IT Disaster Recovery planning is a critical part of your continuity strategy. You need a plan that prepares you to keep your business running in a range of potential disaster scenarios. Do you know what that type of plan needs to include?

Business emergencies can strike at any time whether it’s a malware attack, natural disaster or pandemic. It’s vital to have a plan in place to make sure your business can continue to accomplish work, maintain compliance, and keep unproductive downtime to a minimum.

Without comprehensive disaster recovery planning, you’re left vulnerable to any and all emergency situations, whether it’s a major meteorological event like a hurricane, common power outages, or the result of malicious or accidental employee actions. Consequences include:

  • Permanent data loss as onsite copies of your data and documentation are destroyed
  • Severe downtime as your business scrambles to replace destroyed hardware and get up and running again
  • Major financial damages, from the cost of lost business to the cost of replacement hardware, and onsite damages

As with most initiatives, the first step is to create a workable plan. Your business’ plan needs to be carefully constructed and written down for reference and review. Remember, many companies are required to maintain an Emergency Action Plan by OSHA so this can be considered part of that process.

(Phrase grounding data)
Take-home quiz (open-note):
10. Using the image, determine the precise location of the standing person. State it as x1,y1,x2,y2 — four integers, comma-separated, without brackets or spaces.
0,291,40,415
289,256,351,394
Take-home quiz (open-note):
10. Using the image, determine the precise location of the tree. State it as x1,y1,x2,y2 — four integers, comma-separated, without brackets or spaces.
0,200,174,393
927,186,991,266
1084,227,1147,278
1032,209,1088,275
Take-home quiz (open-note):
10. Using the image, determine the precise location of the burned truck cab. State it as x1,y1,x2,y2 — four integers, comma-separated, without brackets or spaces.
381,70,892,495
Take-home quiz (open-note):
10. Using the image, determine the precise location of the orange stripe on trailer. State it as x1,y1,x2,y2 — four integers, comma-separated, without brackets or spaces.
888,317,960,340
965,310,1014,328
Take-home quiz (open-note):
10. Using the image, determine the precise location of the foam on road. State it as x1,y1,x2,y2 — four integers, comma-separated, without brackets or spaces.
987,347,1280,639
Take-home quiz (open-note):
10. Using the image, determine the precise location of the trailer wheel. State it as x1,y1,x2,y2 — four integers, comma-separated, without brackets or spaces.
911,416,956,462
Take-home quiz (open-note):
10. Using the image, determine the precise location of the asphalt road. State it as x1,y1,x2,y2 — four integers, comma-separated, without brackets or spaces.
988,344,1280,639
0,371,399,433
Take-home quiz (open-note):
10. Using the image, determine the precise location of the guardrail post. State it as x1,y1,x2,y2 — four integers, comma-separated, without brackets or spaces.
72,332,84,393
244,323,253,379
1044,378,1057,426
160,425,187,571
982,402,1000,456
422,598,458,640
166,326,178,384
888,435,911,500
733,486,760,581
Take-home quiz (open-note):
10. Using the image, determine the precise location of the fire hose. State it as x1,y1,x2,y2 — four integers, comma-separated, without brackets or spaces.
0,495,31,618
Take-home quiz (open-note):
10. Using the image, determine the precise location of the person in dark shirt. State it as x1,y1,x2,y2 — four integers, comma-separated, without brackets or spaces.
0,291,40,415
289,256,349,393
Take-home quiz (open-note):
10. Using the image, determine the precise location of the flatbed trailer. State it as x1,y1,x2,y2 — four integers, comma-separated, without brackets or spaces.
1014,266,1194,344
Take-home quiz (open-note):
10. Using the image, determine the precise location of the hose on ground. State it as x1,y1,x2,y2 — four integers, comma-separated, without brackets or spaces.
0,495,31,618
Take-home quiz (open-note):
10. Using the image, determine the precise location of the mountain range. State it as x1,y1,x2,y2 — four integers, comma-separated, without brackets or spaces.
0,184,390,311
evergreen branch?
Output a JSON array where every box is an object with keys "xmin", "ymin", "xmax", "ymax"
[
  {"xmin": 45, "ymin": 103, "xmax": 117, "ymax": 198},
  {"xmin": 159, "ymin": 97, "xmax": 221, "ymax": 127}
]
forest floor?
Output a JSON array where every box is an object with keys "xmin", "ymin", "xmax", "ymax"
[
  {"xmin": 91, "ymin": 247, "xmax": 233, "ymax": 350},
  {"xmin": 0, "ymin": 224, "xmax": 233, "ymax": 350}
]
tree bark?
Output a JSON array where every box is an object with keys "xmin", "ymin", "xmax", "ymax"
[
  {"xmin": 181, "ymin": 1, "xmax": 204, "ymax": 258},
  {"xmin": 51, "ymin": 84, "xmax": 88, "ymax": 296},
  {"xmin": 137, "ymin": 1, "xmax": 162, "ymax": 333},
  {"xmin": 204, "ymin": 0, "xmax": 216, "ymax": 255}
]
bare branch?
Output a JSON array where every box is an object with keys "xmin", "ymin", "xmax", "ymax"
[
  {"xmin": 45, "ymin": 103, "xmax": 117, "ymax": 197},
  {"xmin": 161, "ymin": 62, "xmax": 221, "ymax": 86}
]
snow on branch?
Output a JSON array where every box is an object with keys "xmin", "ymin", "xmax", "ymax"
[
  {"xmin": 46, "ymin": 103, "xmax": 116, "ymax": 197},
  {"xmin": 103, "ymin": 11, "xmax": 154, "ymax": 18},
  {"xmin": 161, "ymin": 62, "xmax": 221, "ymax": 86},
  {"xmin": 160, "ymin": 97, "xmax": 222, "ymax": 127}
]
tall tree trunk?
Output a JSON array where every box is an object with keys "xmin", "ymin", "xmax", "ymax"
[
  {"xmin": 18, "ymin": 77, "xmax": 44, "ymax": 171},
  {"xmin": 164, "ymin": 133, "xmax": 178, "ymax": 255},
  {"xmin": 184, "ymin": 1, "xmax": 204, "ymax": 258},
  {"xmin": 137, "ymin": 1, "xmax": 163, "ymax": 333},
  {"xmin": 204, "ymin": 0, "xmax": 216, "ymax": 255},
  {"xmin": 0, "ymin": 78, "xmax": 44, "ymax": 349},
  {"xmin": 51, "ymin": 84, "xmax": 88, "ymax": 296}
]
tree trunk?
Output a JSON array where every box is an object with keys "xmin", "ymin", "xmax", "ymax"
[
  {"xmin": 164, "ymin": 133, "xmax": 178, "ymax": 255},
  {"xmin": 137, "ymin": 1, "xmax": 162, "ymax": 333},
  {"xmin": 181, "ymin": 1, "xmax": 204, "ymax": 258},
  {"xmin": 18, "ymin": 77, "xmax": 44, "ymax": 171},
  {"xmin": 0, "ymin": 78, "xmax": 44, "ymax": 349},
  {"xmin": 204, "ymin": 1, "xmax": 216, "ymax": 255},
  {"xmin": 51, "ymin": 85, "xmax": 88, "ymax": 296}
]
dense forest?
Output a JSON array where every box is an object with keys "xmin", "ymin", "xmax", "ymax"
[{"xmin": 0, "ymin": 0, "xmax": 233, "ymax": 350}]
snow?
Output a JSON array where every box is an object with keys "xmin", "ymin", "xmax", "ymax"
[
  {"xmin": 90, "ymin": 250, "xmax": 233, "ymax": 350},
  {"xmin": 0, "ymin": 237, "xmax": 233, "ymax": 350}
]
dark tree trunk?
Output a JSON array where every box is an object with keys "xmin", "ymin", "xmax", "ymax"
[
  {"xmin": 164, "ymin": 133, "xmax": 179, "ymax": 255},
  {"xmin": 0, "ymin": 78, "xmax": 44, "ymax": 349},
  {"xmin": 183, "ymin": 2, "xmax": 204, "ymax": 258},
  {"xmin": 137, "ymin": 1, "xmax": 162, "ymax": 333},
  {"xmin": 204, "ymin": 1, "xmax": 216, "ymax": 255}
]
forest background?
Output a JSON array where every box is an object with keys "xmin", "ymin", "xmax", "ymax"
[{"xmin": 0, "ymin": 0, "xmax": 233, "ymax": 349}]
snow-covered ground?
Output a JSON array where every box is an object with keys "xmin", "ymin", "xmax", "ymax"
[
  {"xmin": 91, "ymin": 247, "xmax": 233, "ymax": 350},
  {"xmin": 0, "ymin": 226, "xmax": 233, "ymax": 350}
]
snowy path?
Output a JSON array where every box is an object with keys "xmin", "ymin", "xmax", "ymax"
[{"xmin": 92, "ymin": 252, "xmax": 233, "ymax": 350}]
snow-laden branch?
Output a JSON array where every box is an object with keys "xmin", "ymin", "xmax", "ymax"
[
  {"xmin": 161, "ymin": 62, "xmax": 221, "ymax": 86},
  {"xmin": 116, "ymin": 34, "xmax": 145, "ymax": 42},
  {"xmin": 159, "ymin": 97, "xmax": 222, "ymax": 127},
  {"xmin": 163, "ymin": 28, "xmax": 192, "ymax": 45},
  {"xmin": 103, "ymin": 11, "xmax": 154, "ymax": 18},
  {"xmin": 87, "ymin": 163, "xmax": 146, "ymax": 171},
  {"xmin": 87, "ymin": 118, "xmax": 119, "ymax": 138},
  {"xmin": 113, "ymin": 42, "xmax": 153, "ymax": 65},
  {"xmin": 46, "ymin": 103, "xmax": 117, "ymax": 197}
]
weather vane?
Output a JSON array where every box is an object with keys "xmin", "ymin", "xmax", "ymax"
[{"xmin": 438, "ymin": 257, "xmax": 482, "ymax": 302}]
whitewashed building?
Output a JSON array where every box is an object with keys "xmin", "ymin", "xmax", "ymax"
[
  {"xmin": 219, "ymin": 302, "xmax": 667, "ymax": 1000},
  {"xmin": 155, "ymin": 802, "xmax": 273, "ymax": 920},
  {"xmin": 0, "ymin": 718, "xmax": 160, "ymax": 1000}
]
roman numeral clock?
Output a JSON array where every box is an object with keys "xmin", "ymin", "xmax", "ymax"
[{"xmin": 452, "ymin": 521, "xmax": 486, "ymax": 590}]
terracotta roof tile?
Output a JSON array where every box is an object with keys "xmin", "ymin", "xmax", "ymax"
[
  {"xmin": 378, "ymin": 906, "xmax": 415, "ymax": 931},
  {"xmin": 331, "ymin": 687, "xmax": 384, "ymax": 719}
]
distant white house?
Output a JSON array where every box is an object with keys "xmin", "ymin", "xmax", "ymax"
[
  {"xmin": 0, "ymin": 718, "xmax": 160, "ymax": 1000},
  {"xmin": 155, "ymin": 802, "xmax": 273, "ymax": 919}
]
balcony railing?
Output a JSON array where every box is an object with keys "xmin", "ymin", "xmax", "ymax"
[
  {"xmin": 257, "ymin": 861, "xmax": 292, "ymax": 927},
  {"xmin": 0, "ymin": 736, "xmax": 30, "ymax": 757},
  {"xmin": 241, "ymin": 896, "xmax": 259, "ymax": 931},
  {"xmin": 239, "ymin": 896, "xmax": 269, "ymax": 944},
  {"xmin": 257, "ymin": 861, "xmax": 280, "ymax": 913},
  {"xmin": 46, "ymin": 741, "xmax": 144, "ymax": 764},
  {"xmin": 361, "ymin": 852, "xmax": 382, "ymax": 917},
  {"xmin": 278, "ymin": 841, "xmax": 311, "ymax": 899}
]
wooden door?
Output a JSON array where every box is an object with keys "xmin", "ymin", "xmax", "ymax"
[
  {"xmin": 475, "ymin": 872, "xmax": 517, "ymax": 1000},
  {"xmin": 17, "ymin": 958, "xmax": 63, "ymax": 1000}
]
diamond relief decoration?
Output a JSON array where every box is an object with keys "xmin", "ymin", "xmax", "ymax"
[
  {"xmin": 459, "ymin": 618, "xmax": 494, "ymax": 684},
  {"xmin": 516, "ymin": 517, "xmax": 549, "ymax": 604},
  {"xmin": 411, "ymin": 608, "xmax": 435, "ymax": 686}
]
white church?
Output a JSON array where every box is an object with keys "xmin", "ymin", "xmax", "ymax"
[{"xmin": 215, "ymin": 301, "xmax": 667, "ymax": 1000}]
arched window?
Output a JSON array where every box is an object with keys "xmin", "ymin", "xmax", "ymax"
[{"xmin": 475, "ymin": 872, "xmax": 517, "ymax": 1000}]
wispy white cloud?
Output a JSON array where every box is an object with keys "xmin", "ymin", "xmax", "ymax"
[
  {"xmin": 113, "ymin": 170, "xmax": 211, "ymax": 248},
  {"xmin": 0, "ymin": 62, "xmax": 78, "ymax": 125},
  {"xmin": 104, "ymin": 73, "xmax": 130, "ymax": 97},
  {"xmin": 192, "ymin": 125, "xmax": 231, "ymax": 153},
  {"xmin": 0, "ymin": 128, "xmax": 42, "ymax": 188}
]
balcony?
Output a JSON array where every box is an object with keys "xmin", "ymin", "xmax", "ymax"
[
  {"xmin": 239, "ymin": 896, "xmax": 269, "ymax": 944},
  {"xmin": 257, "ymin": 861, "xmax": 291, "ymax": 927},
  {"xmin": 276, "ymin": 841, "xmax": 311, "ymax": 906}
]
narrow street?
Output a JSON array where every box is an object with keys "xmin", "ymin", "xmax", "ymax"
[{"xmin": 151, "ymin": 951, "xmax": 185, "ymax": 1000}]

» What to do:
a) In the text on IT disaster recovery planning, which agency requires many companies to maintain an Emergency Action Plan?
b) Carry the text on IT disaster recovery planning forward from its final sentence.

» Task answers:
a) OSHA

b)
Top 4  Priorities In Your IT Disaster Recovery Plan

Your plan should put forth policies and procedures regarding employee safety, disaster recovery, and contingencies that can be activated if your business’ facilities are damaged.

The three main priorities of an effective IT Disaster Recovery Plan are:

  1. Protecting Data: Whether it’s your on-site server, in the cloud, or hard copy duplicates stored in the filing cabinets, you need to make sure your business’ data is protected and securely backed up.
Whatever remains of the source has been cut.